§ **Work instructions**
a. Please decide whether each statement, (i) through (iii), agrees with the revenue passage, and answer yes or no with the deciding words quoted from it.
(i) The 2004 revenue included $36,476,000 of hotel operating revenue.
(ii) Other revenue was higher in 2004 than in 2003.
(iii) The Company expects to go on recognizing Percentage Lease revenue in future periods.
b. Answer these questions from the revenue passage, marking each answer to match its question.
(i) By how much did the Company's revenues increase in 2004?
(ii) How much Percentage Lease revenue did the Company report for 2003?
(iii) As of what date were the TRS Transaction and the Wyndham Lease Termination Transaction completed?
c. Go on with the passage on the Company's revenues from its final sentence.

§ **Text section**
The Company’s revenues (as recognized in the accompanying financial statements) increased $25,889,000 to $42,353,000 in 2004 from $16,464,000 for 2003. The Company’s 2004 revenue consists of $36,476,000 of hotel operating revenue, $5,073,000 of Percentage Lease revenue from the Lessees, and $110,000 of other revenue, compared with the 2003 revenue consisting of $16,335,000 of Percentage Lease revenue from the Lessees and $129,000 of other revenue. The decrease in Percentage Lease revenue was due to the completion of the TRS Transaction and the Wyndham Lease Termination Transaction. With the completion of these transactions as of April 1, 2004, the Company does not anticipate recognizing any Percentage Lease revenue in future periods.

§ **Provided data**
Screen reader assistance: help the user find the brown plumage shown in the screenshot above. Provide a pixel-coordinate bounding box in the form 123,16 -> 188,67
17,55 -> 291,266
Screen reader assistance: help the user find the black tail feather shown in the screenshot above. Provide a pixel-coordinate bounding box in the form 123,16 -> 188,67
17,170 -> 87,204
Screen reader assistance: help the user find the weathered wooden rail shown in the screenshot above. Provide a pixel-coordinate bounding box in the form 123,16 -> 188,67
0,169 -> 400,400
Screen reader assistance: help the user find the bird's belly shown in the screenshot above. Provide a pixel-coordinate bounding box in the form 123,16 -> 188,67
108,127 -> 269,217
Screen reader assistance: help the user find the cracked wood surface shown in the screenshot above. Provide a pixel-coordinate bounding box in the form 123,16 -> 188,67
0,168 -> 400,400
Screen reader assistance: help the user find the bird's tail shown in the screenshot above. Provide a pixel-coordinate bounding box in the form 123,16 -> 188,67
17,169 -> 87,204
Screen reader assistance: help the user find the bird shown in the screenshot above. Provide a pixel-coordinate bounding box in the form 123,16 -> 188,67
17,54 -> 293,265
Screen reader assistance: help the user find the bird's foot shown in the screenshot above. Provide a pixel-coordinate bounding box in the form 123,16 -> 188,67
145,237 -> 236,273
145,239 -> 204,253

* * *

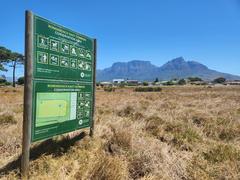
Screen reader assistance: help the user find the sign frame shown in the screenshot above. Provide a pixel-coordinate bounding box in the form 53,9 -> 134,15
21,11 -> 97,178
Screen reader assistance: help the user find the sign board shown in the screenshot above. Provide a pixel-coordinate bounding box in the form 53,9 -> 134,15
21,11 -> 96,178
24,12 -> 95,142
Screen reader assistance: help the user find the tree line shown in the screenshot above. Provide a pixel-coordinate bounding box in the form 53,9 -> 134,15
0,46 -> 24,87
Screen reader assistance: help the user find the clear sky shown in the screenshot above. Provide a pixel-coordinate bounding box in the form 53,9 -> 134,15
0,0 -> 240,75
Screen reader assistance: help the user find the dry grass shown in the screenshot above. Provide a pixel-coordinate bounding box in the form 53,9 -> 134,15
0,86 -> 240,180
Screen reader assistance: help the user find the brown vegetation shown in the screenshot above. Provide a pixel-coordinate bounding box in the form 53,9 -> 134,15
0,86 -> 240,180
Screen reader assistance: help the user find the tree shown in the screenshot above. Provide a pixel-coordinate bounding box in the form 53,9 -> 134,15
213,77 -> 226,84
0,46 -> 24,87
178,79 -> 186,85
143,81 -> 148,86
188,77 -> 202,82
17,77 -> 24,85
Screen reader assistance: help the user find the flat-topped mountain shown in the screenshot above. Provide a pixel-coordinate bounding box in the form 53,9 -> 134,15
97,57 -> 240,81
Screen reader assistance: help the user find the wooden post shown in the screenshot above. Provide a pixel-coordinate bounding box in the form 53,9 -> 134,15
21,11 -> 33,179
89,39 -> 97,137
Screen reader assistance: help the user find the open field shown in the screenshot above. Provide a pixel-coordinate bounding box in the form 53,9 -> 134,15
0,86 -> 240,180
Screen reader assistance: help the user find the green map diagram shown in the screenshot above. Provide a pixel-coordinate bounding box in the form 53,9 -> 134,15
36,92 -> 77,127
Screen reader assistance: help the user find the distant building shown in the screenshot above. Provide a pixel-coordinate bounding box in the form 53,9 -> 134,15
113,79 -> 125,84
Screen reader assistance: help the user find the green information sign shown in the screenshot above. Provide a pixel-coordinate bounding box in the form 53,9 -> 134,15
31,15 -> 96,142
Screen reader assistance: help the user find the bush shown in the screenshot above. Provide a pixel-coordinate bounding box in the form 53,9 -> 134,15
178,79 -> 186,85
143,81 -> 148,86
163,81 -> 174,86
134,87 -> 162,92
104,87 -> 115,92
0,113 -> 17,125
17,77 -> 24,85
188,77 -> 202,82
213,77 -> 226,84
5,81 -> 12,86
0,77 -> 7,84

§ **Answers to the tasks**
a.
(i) Yes: "$36,476,000 of hotel operating revenue"
(ii) No: "$110,000 of other revenue" in 2004, compared with "$129,000 of other revenue" in 2003
(iii) No: "the Company does not anticipate recognizing any Percentage Lease revenue in future periods"

b.
(i) $25,889,000
(ii) $16,335,000
(iii) April 1, 2004

c.
The Company’s hotel operating expenses (as recognized in the accompanying financial statements) were $22,334,000 in 2004 compared to zero in 2003. With the completion of the TRS transaction and the Wyndham Lease Termination Transaction, the Company recognizes hotel level operating expenses related to hotels leased to TRSs.

 

Depreciation, amortization of franchise costs, amortization of loan origination fees, and amortization of unearned compensation (“Depreciation and Amortization”) was $8,801,000 in the aggregate for 2004 compared with $8,931,000 for 2003. The decrease in Depreciation and Amortization was primarily due to a decrease in the amortization of unearned compensation which was attributable to fewer restricted shares being amortized.

 

Interest expense for 2004 was $4,494,000 compared with $4,315,000 for 2003. This increase was due primarily to interest expense of capital leases which were entered into during the fourth quarter of 2003 and the first quarter of 2004 for high speed internet access equipment at the hotels.

 

Property taxes and insurance remained relatively constant during the first quarter of 2004 at $2,907,000 compared with $2,857,000 for the comparable period of 2003.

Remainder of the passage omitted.